(PROVIDED RECORDS)

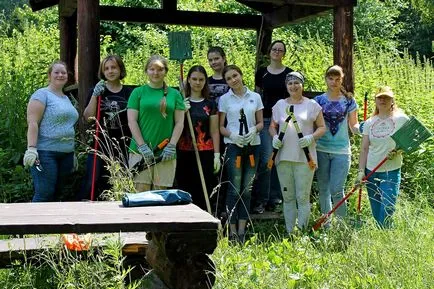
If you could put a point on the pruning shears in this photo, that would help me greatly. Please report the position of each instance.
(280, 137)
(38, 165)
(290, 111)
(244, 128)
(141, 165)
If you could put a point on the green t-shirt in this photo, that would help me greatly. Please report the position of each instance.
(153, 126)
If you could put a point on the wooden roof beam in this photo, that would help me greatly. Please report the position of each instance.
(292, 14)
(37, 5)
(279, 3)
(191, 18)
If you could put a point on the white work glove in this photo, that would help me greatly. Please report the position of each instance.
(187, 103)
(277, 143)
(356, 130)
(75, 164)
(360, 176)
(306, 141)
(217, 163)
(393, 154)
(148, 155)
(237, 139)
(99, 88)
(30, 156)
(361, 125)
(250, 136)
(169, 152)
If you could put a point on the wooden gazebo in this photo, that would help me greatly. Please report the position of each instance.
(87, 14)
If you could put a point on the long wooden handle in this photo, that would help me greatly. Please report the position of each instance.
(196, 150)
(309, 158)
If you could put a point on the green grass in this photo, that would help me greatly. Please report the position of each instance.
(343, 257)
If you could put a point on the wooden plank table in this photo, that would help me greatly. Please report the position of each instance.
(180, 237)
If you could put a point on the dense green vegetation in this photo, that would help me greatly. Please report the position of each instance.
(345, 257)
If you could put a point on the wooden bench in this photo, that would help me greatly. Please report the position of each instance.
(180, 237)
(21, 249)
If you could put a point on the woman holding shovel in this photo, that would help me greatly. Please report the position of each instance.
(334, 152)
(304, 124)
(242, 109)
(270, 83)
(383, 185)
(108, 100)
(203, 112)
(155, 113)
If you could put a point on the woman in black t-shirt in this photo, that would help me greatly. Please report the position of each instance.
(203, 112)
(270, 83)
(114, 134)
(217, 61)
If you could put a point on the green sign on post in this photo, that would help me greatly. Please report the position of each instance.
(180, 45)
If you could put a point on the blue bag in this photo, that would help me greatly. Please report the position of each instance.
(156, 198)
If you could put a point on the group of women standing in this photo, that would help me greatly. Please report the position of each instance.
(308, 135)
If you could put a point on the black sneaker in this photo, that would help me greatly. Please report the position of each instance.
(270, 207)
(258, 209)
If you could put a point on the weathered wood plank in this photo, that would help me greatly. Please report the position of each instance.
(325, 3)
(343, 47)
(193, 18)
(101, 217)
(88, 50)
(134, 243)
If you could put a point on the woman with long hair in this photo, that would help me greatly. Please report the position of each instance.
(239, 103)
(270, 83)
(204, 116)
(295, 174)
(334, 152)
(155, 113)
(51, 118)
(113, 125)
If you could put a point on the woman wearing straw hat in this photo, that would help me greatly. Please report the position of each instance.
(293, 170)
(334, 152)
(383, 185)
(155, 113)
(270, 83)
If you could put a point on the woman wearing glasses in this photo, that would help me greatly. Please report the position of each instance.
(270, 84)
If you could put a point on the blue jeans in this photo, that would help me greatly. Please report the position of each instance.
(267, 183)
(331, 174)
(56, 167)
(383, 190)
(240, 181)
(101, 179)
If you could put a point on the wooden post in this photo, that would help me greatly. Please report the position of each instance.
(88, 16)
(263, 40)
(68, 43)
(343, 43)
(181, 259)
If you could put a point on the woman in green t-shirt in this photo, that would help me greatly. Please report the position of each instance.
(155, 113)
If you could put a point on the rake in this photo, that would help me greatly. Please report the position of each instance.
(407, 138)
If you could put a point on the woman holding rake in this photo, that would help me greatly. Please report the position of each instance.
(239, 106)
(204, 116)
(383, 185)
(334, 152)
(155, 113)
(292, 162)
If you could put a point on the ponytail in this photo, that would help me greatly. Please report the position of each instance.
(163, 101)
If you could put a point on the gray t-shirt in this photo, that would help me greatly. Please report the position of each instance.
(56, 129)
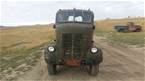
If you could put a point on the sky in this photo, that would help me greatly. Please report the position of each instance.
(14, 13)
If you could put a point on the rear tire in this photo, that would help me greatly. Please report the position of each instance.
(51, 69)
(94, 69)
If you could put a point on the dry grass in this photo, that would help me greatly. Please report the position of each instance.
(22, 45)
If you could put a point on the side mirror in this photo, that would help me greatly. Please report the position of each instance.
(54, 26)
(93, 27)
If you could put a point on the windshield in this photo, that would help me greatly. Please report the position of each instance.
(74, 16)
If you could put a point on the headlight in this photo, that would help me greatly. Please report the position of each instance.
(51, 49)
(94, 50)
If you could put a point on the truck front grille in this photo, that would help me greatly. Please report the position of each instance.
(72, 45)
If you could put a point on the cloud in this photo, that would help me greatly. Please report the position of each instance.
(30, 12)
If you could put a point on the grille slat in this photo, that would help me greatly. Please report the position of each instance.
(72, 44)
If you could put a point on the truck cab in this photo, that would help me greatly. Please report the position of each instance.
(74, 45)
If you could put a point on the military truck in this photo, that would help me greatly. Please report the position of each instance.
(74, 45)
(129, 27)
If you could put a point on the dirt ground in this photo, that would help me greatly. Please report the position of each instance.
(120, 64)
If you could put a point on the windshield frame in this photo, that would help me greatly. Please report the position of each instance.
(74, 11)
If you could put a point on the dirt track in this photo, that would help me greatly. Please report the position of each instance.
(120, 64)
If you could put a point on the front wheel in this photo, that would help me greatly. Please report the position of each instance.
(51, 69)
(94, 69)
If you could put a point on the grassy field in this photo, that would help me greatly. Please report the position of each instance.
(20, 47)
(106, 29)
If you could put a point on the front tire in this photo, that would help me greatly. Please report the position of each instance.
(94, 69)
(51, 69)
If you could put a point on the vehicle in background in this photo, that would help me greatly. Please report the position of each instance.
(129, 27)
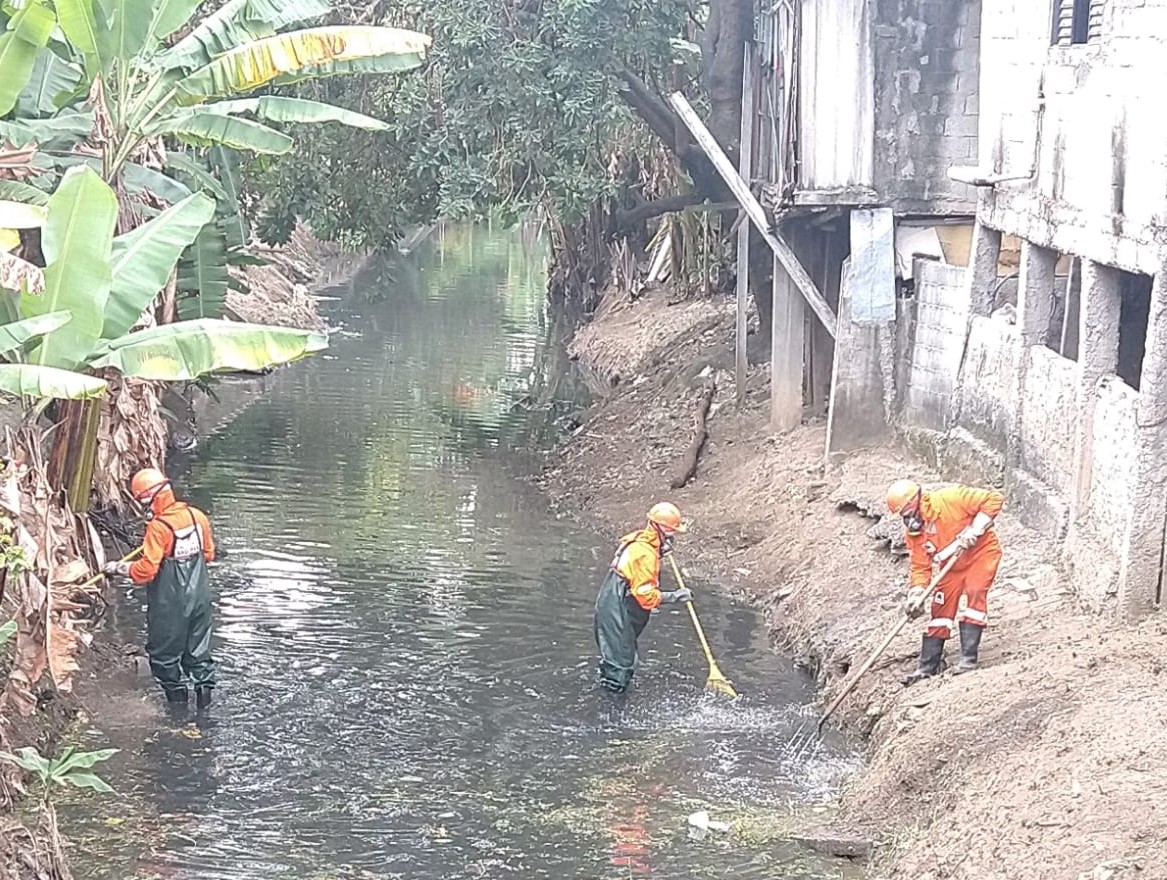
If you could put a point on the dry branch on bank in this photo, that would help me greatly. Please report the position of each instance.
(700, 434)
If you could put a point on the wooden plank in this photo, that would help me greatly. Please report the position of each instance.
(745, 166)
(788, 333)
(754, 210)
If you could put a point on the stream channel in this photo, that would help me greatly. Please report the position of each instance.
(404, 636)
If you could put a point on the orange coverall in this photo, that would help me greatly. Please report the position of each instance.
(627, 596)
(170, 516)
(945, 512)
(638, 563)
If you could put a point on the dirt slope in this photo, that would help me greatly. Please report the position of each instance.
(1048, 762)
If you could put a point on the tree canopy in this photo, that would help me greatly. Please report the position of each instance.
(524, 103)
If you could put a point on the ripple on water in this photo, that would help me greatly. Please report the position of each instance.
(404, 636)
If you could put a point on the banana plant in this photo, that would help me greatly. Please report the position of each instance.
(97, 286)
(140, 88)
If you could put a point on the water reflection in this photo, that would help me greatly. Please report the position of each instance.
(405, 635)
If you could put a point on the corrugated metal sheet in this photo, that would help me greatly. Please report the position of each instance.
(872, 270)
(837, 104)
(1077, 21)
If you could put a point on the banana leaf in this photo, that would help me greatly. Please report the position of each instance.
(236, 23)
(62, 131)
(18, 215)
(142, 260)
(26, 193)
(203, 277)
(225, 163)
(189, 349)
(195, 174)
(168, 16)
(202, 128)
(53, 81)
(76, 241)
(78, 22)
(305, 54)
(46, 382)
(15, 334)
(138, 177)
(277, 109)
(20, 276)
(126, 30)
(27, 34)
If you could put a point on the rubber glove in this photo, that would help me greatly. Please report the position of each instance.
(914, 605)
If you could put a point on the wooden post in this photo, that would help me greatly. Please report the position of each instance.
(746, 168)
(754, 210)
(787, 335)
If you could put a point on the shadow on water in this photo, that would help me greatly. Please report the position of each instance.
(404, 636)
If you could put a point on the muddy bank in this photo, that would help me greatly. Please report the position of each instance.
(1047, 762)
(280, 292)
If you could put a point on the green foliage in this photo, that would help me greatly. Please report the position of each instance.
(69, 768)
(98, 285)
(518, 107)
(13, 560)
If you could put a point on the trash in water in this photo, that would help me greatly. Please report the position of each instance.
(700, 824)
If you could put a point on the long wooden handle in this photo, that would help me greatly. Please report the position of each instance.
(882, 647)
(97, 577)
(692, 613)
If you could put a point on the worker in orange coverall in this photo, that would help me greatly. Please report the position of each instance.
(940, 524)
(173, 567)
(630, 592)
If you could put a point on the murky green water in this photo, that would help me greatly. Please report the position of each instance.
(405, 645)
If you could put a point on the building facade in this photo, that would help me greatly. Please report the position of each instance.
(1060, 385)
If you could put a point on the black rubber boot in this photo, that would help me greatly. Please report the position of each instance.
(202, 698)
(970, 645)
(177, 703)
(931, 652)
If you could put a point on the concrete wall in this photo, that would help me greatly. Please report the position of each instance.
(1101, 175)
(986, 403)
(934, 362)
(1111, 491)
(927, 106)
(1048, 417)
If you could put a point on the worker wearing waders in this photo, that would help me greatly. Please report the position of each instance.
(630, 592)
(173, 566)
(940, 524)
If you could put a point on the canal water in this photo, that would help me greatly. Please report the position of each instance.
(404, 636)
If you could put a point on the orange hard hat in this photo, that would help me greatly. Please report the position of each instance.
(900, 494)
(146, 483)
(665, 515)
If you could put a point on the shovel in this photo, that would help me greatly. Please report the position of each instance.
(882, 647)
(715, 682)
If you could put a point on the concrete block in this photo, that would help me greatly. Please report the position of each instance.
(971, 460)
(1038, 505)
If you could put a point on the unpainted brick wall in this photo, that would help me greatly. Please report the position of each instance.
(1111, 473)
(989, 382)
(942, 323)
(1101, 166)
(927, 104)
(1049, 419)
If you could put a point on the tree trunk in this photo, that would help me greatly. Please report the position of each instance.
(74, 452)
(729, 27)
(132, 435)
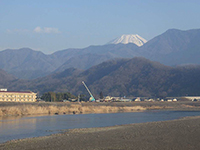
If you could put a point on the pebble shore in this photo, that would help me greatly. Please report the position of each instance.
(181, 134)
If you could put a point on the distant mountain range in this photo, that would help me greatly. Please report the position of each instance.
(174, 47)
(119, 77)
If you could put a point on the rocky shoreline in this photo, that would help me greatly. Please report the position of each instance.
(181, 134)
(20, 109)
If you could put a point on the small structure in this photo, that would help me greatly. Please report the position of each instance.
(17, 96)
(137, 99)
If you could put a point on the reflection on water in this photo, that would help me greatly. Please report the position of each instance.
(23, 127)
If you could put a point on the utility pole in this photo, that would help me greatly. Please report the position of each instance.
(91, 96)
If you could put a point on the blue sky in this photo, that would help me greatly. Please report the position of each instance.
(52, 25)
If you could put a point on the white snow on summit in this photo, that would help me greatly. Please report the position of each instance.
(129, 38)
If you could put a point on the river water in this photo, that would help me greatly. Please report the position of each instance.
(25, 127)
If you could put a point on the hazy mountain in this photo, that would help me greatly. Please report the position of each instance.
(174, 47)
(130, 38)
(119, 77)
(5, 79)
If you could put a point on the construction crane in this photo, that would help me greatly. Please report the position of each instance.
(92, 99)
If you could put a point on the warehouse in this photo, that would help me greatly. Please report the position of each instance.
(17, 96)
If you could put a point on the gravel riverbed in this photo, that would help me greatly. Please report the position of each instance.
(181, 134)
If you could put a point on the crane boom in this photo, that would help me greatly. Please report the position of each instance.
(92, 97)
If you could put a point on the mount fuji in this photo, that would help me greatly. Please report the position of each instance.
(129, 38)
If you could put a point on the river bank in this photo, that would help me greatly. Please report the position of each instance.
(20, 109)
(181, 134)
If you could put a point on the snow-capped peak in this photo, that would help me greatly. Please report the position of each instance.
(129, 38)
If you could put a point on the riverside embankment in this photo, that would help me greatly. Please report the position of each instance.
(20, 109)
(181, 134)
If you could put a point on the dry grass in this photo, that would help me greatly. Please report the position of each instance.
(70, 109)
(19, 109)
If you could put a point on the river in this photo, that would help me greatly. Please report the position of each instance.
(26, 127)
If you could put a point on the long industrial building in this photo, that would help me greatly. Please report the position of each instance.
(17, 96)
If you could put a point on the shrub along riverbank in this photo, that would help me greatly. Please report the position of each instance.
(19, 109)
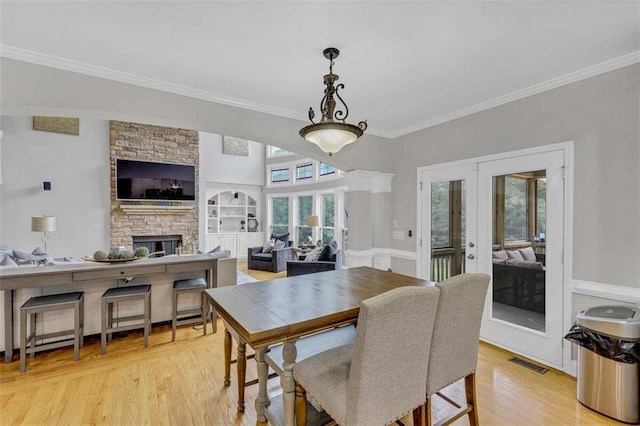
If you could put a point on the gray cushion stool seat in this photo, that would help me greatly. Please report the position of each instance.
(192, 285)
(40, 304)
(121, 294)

(WHAT TO WORK ON) Retype, word for word, the lines from the one with "If you could put a point on the shrub" through the last line of the entries above, and only those lines. Leave pictures out.

(REPLY TO THE EXERCISE)
If you could put a point on the shrub along riverbank in this photo, that would help me greatly. Please report the position of each instance.
(19, 109)
If you could put a point on the gray cushion stool seat in this photo, that would help me greatly. Please report the position of each instance.
(192, 285)
(40, 304)
(121, 294)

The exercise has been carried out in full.